DATASET EXTRACT —
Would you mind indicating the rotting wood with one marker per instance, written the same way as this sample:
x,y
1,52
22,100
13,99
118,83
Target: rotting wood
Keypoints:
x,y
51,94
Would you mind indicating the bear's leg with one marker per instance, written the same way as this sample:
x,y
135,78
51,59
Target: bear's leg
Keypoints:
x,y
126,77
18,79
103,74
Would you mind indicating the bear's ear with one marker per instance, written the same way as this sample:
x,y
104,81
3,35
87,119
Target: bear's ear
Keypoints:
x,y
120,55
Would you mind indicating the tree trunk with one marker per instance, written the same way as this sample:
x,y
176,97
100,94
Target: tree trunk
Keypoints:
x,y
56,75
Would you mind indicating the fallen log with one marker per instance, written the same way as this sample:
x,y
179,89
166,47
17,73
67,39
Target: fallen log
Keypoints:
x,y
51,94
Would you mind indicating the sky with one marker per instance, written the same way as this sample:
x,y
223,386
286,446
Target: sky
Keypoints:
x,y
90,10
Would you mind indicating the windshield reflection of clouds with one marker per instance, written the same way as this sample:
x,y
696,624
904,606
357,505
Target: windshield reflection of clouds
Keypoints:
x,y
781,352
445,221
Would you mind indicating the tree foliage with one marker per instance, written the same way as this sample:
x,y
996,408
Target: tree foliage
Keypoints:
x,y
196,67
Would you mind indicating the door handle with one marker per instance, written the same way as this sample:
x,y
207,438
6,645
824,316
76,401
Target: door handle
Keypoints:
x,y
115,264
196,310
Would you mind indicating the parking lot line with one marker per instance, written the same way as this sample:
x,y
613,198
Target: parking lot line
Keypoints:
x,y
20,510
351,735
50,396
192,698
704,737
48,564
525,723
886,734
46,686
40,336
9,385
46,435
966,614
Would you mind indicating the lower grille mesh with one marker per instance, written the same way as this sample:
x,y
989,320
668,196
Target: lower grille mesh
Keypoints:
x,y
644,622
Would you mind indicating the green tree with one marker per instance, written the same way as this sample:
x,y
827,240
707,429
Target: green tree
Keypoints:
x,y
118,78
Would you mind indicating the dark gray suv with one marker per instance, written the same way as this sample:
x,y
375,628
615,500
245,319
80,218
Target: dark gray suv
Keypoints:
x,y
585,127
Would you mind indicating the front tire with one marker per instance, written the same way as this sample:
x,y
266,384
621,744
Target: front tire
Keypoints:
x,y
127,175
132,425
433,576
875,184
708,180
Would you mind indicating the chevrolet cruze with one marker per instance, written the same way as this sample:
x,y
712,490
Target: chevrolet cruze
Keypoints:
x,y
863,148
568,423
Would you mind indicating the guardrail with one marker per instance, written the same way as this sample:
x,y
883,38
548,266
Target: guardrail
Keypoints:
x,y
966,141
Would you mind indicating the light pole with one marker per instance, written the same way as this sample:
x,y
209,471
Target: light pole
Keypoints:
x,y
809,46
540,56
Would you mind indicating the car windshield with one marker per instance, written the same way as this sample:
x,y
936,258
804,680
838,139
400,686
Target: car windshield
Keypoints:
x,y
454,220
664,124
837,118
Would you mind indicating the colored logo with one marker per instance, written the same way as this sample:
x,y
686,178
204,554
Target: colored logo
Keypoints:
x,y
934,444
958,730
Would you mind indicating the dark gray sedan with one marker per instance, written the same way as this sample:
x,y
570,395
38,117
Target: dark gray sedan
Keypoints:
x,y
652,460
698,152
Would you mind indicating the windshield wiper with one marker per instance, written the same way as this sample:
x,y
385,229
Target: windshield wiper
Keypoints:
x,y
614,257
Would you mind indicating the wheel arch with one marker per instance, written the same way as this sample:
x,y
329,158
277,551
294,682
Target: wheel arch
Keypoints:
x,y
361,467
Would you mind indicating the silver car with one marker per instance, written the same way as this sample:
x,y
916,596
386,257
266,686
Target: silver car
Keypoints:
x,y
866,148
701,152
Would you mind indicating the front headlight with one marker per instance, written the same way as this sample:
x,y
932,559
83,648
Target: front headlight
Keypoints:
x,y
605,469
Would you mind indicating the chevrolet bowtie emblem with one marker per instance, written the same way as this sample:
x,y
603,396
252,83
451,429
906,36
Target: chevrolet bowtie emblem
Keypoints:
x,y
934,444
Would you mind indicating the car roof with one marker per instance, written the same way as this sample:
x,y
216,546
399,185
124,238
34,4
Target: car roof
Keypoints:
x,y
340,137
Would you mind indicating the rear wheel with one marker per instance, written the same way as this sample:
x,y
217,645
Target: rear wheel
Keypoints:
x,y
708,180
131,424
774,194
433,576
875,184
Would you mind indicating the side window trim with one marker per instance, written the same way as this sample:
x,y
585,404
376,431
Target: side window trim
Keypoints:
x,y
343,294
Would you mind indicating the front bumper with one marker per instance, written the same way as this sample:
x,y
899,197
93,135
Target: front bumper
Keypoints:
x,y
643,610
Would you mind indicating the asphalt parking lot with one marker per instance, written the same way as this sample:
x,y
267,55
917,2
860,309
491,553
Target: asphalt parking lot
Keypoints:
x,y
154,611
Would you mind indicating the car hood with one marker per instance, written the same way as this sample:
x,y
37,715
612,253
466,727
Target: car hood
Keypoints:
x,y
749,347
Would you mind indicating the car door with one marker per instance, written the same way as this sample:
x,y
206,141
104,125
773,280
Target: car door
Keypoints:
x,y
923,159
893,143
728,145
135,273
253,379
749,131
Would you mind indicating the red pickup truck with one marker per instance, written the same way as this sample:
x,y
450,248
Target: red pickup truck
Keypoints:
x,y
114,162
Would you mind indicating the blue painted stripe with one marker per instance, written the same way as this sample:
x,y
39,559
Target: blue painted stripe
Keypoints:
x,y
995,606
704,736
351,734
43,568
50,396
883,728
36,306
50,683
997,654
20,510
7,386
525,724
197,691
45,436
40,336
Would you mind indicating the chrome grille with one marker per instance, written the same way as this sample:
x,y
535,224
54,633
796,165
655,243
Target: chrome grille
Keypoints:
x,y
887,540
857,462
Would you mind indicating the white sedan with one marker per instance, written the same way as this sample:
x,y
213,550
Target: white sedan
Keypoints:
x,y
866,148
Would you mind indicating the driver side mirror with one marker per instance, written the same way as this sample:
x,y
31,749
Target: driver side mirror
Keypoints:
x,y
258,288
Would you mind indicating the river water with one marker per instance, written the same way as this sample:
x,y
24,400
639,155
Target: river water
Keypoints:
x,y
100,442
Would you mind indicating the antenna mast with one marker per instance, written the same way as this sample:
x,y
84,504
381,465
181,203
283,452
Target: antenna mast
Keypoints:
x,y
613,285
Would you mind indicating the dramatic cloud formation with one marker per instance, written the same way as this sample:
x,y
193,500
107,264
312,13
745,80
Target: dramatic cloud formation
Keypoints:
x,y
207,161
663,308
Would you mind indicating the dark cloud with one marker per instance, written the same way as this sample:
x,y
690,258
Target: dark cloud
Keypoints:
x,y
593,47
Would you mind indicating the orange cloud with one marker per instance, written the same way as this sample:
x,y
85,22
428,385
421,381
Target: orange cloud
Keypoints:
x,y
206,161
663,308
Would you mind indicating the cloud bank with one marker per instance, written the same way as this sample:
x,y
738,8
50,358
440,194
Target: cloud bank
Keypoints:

TO DO —
Produce an exact copy of all the records.

PROBLEM SOLUTION —
Would you mind indicating the rotting wood with one marker per instance, written the same way as this sample:
x,y
1,52
22,100
13,99
118,83
Target: rotting wood
Keypoints:
x,y
51,94
Would you mind indicating the bear's leg with one marker per instance, written the same way as this sample:
x,y
135,78
51,59
Target: bear's leg
Keypoints:
x,y
126,77
18,79
103,74
Would you mind indicating the bear's ear with one marker per instance, written the same way as this sample:
x,y
104,81
3,35
87,119
Target: bear's ear
Keypoints:
x,y
120,55
Would you mind indicating the tree trunk with one marker per instance, written the same way as this sample:
x,y
176,97
100,94
Target: tree trunk
Keypoints:
x,y
56,75
Would you mind indicating the fallen log with one marker per instance, written the same way as this sample:
x,y
179,89
166,47
17,73
67,39
Target: fallen log
Keypoints:
x,y
51,94
Would you mind indicating the sky with one marker per instance, written the same way as this sample:
x,y
223,386
286,446
Target: sky
Keypoints:
x,y
90,10
Would you mind indicating the windshield reflection of clouds with one marker per instance, written the same way as this sample:
x,y
696,624
904,606
357,505
Target: windshield reflection of clouds
Keypoints:
x,y
781,352
445,221
Would you mind indicating the tree foliage with one marker per instance, written the same way as this sample:
x,y
996,408
Target: tree foliage
Keypoints:
x,y
196,67
Would you mind indicating the door handle with one marker per instance, written the same way as this sample:
x,y
207,438
6,645
824,316
76,401
Target: door handle
Keypoints:
x,y
115,264
196,310
Would you mind indicating the parking lot line with one marker per instance, written the same way as this sample:
x,y
613,198
Target: parking lot line
Keypoints:
x,y
20,510
351,735
50,396
192,698
704,737
48,564
525,723
886,734
46,686
40,336
9,385
46,435
966,614
Would you mind indicating the lower grille mesh with one marker per instance, written the same way as this sample:
x,y
989,320
668,196
Target: lower grille mesh
Keypoints:
x,y
644,622
Would you mind indicating the green tree with one marker per instance, written the same way as this sample:
x,y
827,240
707,429
Target: green tree
Keypoints:
x,y
118,78
Would you mind indicating the dark gray suv with one marker per instance, written the same way as this sample:
x,y
375,628
615,500
245,319
80,218
Target: dark gray suv
Keypoints:
x,y
585,127
Would you mind indicating the front tire with one marker per instance, written the same way as this sample:
x,y
266,384
621,744
Target: front tire
Keypoints:
x,y
127,175
132,425
433,576
875,184
708,180
Would you mind indicating the chevrolet cruze with one marker per instance, written the same way as this sample:
x,y
712,490
Target: chevrolet cruze
Keypoints:
x,y
863,148
568,423
Would you mind indicating the guardrail with one marker per instance, written the same way as this sample:
x,y
883,38
548,266
Target: guardrail
Keypoints:
x,y
966,141
Would you mind indicating the light pole with one marker per instance, written the same way as this sample:
x,y
209,471
Target: light pole
Keypoints:
x,y
809,46
540,56
Would you mind indicating the car windshield with one marker per instance, written the same way as this sample:
x,y
936,258
804,680
838,139
400,686
Target: car windshield
Keypoints:
x,y
454,220
664,124
837,118
Would you mind indicating the colored logo with one marker per instance, written the same way as this sample:
x,y
686,178
204,554
Target: colored logo
Keypoints:
x,y
934,444
958,730
Would you mind indicating the dark gray sedan with one marker per instance, written the same way as this sample:
x,y
570,395
38,117
Target: dark gray sedan
Keypoints:
x,y
652,460
698,152
Would you mind indicating the windshield wiper with one marker per instance, written the same way as this sample:
x,y
385,229
Target: windshield wiper
Keypoints:
x,y
614,257
Would you mind indicating the wheel arch with one marker per instance, written the same way as this sample:
x,y
329,158
277,551
294,682
Target: wheel arch
Keypoints:
x,y
361,467
Would you mind indicating the silver car with one marker per instance, written the same way as this sample:
x,y
916,596
386,257
266,686
Target: silver car
Keypoints:
x,y
866,148
701,152
Would you mind indicating the front headlight with one marker per instance, written the same way as this sample:
x,y
932,559
83,648
Target: front headlight
Keypoints:
x,y
605,469
Would you mind indicating the chevrolet bowtie emblem with one marker per instance, written the same way as this sample:
x,y
603,396
252,83
451,429
906,36
Target: chevrolet bowtie emblem
Keypoints:
x,y
934,444
Would you mind indicating the car roof with one marker per instance, written the same way as this sample:
x,y
216,546
399,185
124,238
34,4
Target: car roof
Keypoints:
x,y
340,137
Would you mind indicating the rear wheel with one marker per instance, written the same way as this sample:
x,y
217,645
Target: rear wheel
Keypoints:
x,y
708,180
131,424
774,194
433,576
875,184
Would you mind indicating the side window trim with one marker per instance, written the same way as this sample:
x,y
585,404
376,431
Target: side window trim
Keypoints:
x,y
343,294
Would you mind indicating the front bumper with one marker per instance, written the same way as this sample:
x,y
899,197
93,135
Target: front bumper
Keypoints:
x,y
643,610
Would you mind indicating the asphalt parking lot with one marker per instance, written the same way as this sample:
x,y
267,55
917,2
860,309
491,553
Target: asphalt parking lot
Keypoints:
x,y
154,611
Would you mind indicating the car hood with one marker per instance, written the same way as this sample:
x,y
37,715
612,253
466,727
Target: car hood
Keypoints:
x,y
749,347
Would you mind indicating the car door with one marker per instance, written the same way as this sample:
x,y
206,141
104,125
773,280
Target: car door
Keypoints:
x,y
923,159
893,143
728,145
135,273
253,379
749,131
Would you mind indicating the red pickup truck with one marker per instance, written the same way as this sample:
x,y
450,248
Target: red pickup truck
Keypoints:
x,y
114,162
Would you mind indicating the blue painted stripe with one marker per instance, written the same way as this sample:
x,y
39,559
Target: blue painted stripe
Keypoints:
x,y
995,606
704,736
351,734
43,568
50,396
883,728
36,306
50,683
997,654
20,510
7,386
525,724
197,691
45,436
40,336
Would you mind indicating the chrome grille with one marker per instance, written the same way as this sample:
x,y
535,224
54,633
796,165
655,243
Target: chrome grille
Keypoints:
x,y
887,540
857,462
Would you mind indicating the white sedan with one marker per instance, written the same way as this sample:
x,y
213,550
Target: white sedan
Keypoints:
x,y
866,148
Would you mind indicating the driver side mirror with one marker per instance, written the same way as this sample:
x,y
31,749
Target: driver side mirror
Keypoints:
x,y
258,288
Would you mind indicating the river water with one marker per instance, written the same way as this sample:
x,y
24,400
639,155
Target: river water
Keypoints:
x,y
100,442
Would you mind indicating the antenna mast with one marker per instance, written the same way as this sample:
x,y
84,504
381,465
181,203
283,452
Target: antenna mast
Keypoints:
x,y
613,285
Would you mind indicating the dramatic cloud formation with one marker per instance, written the same way as this sample:
x,y
193,500
107,264
312,13
745,80
Target: dramatic cloud formation
Keypoints:
x,y
207,161
663,308
Would you mind indicating the dark cloud with one marker per instance, written the same way as this sample:
x,y
690,258
Target: dark cloud
Keypoints:
x,y
593,47
Would you mind indicating the orange cloud with one marker per instance, written the same way as this sample:
x,y
85,22
428,385
421,381
Target: orange cloud
Keypoints:
x,y
206,161
663,308
Would you mind indicating the cloud bank with one marker per instance, written the same way as this sample:
x,y
738,8
50,358
440,194
Target: cloud bank
Keypoints:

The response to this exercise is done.